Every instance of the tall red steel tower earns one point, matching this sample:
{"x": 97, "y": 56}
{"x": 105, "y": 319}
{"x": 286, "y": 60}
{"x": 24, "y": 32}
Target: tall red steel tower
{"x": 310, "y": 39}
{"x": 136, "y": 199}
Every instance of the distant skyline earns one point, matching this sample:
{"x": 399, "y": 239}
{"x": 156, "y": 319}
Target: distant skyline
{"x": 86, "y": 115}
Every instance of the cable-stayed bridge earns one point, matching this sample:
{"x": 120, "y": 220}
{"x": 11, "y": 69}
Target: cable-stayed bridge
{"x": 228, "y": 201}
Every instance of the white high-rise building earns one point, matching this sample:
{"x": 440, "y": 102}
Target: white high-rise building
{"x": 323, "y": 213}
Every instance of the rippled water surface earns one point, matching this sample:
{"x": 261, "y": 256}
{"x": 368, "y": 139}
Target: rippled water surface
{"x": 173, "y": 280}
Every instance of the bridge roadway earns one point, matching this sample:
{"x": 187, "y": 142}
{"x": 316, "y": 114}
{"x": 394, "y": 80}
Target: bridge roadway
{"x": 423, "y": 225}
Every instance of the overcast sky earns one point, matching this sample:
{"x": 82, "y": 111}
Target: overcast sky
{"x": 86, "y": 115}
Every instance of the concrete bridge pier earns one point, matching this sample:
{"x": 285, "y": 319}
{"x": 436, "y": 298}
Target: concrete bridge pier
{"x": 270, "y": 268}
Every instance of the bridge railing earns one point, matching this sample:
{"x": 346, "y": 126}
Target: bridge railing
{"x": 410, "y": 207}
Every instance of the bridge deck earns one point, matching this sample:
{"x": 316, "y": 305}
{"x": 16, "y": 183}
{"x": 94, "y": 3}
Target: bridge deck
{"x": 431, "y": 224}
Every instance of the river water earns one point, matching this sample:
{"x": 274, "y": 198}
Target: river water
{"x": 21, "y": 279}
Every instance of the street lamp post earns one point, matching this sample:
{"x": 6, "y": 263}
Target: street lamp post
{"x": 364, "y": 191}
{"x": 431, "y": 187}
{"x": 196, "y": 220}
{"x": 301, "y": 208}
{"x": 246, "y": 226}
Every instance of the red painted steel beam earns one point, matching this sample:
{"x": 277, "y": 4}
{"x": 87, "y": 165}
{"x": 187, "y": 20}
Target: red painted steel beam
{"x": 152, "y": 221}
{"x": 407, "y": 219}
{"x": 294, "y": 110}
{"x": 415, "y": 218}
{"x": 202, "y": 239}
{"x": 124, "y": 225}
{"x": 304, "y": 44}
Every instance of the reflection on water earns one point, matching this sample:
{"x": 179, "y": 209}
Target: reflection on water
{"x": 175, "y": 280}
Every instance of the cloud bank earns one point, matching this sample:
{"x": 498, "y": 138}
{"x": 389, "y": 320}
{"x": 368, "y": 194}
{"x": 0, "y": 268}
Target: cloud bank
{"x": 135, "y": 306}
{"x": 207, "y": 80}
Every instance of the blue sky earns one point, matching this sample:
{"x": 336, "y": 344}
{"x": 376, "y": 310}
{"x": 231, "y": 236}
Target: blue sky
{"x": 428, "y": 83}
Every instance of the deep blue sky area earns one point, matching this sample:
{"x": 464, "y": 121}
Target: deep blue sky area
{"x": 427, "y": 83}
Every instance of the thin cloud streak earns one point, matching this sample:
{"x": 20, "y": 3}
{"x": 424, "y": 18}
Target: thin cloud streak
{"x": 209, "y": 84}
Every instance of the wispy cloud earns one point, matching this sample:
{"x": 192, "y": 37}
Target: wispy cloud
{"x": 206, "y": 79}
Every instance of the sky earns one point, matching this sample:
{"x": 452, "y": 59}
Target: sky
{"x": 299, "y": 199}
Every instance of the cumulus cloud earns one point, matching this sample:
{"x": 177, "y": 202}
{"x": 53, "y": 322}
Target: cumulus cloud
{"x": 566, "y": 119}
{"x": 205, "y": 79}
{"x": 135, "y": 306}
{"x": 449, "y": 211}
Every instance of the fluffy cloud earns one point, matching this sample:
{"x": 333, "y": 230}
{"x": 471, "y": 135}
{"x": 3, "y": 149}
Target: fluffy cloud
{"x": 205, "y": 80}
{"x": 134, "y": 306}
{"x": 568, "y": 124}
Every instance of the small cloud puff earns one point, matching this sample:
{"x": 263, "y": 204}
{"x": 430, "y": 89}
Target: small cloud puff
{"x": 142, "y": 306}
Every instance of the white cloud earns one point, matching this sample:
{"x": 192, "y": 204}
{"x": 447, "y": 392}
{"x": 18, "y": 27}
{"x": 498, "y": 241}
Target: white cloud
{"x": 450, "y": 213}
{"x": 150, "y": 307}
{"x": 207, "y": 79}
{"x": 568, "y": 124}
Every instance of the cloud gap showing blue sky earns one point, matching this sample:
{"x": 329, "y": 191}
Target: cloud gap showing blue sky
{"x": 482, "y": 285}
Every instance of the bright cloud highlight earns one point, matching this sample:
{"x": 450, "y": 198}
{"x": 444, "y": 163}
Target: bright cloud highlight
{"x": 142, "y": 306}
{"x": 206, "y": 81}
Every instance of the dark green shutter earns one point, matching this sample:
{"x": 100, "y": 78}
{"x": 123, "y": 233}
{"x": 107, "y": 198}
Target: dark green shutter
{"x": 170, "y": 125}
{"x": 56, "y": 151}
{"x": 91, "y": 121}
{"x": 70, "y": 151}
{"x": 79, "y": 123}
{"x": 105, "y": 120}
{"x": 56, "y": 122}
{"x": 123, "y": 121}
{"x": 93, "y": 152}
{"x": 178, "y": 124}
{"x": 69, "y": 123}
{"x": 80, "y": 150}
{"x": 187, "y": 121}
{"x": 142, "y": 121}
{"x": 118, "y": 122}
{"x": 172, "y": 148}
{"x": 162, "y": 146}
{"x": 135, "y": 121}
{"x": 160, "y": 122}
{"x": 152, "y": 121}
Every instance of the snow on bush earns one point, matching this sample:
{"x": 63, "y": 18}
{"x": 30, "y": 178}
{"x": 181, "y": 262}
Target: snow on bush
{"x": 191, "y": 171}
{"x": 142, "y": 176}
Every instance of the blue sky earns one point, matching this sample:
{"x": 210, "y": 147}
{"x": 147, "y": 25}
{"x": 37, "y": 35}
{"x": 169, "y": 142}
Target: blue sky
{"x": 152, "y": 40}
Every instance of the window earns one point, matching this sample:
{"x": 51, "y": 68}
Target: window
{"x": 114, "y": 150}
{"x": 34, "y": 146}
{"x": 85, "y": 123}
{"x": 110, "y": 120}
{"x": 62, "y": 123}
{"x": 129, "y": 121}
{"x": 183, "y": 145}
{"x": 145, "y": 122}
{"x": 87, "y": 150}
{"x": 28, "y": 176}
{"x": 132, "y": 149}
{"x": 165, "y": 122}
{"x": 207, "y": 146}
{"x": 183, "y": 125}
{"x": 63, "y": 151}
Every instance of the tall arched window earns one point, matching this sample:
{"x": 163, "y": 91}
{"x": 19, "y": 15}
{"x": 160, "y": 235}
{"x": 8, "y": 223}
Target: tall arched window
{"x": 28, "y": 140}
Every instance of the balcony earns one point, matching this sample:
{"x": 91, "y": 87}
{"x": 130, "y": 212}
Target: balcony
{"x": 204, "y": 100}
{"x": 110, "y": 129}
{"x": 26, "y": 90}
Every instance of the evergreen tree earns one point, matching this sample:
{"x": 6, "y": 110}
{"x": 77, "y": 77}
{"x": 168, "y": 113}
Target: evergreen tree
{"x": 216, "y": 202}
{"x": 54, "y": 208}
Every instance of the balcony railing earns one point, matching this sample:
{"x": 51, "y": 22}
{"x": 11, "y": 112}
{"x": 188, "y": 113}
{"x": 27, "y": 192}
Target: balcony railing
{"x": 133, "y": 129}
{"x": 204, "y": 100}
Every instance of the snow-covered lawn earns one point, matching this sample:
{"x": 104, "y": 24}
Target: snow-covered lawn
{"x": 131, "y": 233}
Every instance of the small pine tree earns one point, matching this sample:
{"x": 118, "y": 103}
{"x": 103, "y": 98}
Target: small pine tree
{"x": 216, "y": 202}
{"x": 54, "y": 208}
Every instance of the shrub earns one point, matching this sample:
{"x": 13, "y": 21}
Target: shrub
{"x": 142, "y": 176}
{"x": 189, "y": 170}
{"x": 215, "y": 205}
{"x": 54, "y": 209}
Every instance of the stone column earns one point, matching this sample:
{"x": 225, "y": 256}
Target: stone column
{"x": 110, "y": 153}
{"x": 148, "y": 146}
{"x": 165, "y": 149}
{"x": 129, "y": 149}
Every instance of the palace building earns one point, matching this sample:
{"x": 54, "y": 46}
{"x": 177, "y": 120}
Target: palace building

____

* [TASK DETAILS]:
Every line in the data above that includes the word "palace" should be copied.

* [RESPONSE BOX]:
Every instance of the palace building earns one point, matching this sample:
Target: palace building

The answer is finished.